▸ EXTRACT
## Start

# Foley Saw Sharpener ... has anyone used one of these?



## 046 (May 8, 2009)

Just scored this Foley Saw Sharpener system today.... would like to find out if anyone knows anything about this Foley Saw Sharpener.


----------



## husky455rancher (May 8, 2009)

my dad has a foley belsaw charpener, but it looks nothing like that at all. how does it work?


----------



## 046 (May 9, 2009)

don't know... that's why I'm asking...



husky455rancher said:


> my dad has a foley belsaw charpener, but it looks nothing like that at all. how does it work?


----------



## tanker (May 9, 2009)

That looks like a sharpener for circular saw blades . Scott


----------



## olyman (May 9, 2009)

belsaw and foley joined---kansas city, mo. they would have the manuals for it--or could reprint them--good machinery--meant to last---


----------



## BlueRider (May 10, 2009)

I don't believe the foley bellsaw company that mede your sharpener is the same foley bellsaw that is located in Kansas City. The bell and saw logo shown in one of the pictures is the same log used by Bellsaw company located in San jose Ca and the current maker of bellsaw planers. Of course the company may have been devided up and we are both correct. 

Here is a link for a guy with a blog and a bunch of manuals for saw sharpeners, including foley. http://sawfiler.blogspot.com


----------



## vinsapprentice (May 21, 2009)

OK 046 this is what I know. The retoother is part of the whole set up for sharpening carpenters hand saws. After a number of sharpenings the saw teeth lose their shape and vary in height. If the teeth are not all the same height you can joint the saw with a file and recut the teeth with a taper file or you can use the Foley retoother which uses the cutting dies to cut new teeth in the edge of the saw blade. In order to make this machine run properly you need retoothing bars - nothing more than a steel bar with evenly spaced notches - that allow the retoother to advance the blade as each tooth is cut. Bars were available for tooth spacing of 4 tpi (ripsaws) to about 15 tpi (finer cut crosscut saws).

Next step would be to mount the saw blade in the setter to have the correct set put into the teeth. 

Final step is to put the saw into a filer. This machine holds a taper file and runs it through each tooth on the blade and can be adjusted for each type of saw and tpi. The saw is clamped to a carrier bar which runs through the filer and keeps the saw in the proper position for the file to run through.

You don't show a picture of the filer. I have three filers and no retoother or setter. You never seem to find all of the stuff you need for these machines in one place. The hardest parts to find are the retoothing bars - without these the machine won't work. If you have these all you need to do is find a filer and you have a complete set up for doing hand and circular saws. Foley also made some wheel attachments which could be used for sharpening band saw blades on the filers.

Keep poking around the internet. I can't remember where but someone posted a video or the manual for setting up the retoother.

Sorry for the stuff I left out but this was meant to be an overview. Hope this helps some. We're all sort of refiguring out how these things worked since there are really no sharpening shops left.

## End

▸ SET TASKS
(A) In the Foley saw sharpener thread, what range of tooth spacing were retoothing bars available for?
(B) Carry on the Foley saw sharpener thread from the point where it stops.

▸ MATERIAL
## Start

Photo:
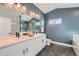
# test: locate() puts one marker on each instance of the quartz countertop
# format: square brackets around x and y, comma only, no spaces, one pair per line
[12,39]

## End

▸ RESULTS BY TASK
(A) From 4 tpi (ripsaws) to about 15 tpi (finer cut crosscut saws).

(B)
----------



## 046 (May 22, 2009)

thanks .. it's starting to make sense. 

what I need to do is find someone that needs all my equipment. 
would be happy to make someone a deal for all of it. 

shipping would be a bear. some of this equipment is heavy. 
best to have someone pick it up. 



vinsapprentice said:


> OK 046 this is what I know. The retoother is part of the whole set up for sharpening carpenters hand saws. After a number of sharpenings the saw teeth lose their shape and vary in height. If the teeth are not all the same height you can joint the saw with a file and recut the teeth with a taper file or you can use the Foley retoother which uses the cutting dies to cut new teeth in the edge of the saw blade. In order to make this machine run properly you need retoothing bars - nothing more than a steel bar with evenly spaced notches - that allow the retoother to advance the blade as each tooth is cut. Bars were available for tooth spacing of 4 tpi (ripsaws) to about 15 tpi (finer cut crosscut saws).
> 
> Next step would be to mount the saw blade in the setter to have the correct set put into the teeth.
> 
> ...


----------



## blades (May 25, 2009)

I own a saw sharpening/machine shop, hardly see many hand saws anymore. Was a time when I was doing about 10 a week or more. The advent of the hardened teeth (can't be filed have to grind and you can not reset them as they are so hard they will snap off) and really inexpensive handsaws has reduced this aspect of the trade to almost nothing. I also use to resharpen and set narrow width bandsaw blades, had machines for that also same senario as hand saws.
Still get a few plain steel circle saw blades now and again but by and large they have been replaced by carbide tipped units which I also service. My response to the industry changes has been to become a small full service machine shop. I do the one ups, repairs, remanufacture, short runs and that the fancy shops do not want to become involved with. ( not cost effective for them)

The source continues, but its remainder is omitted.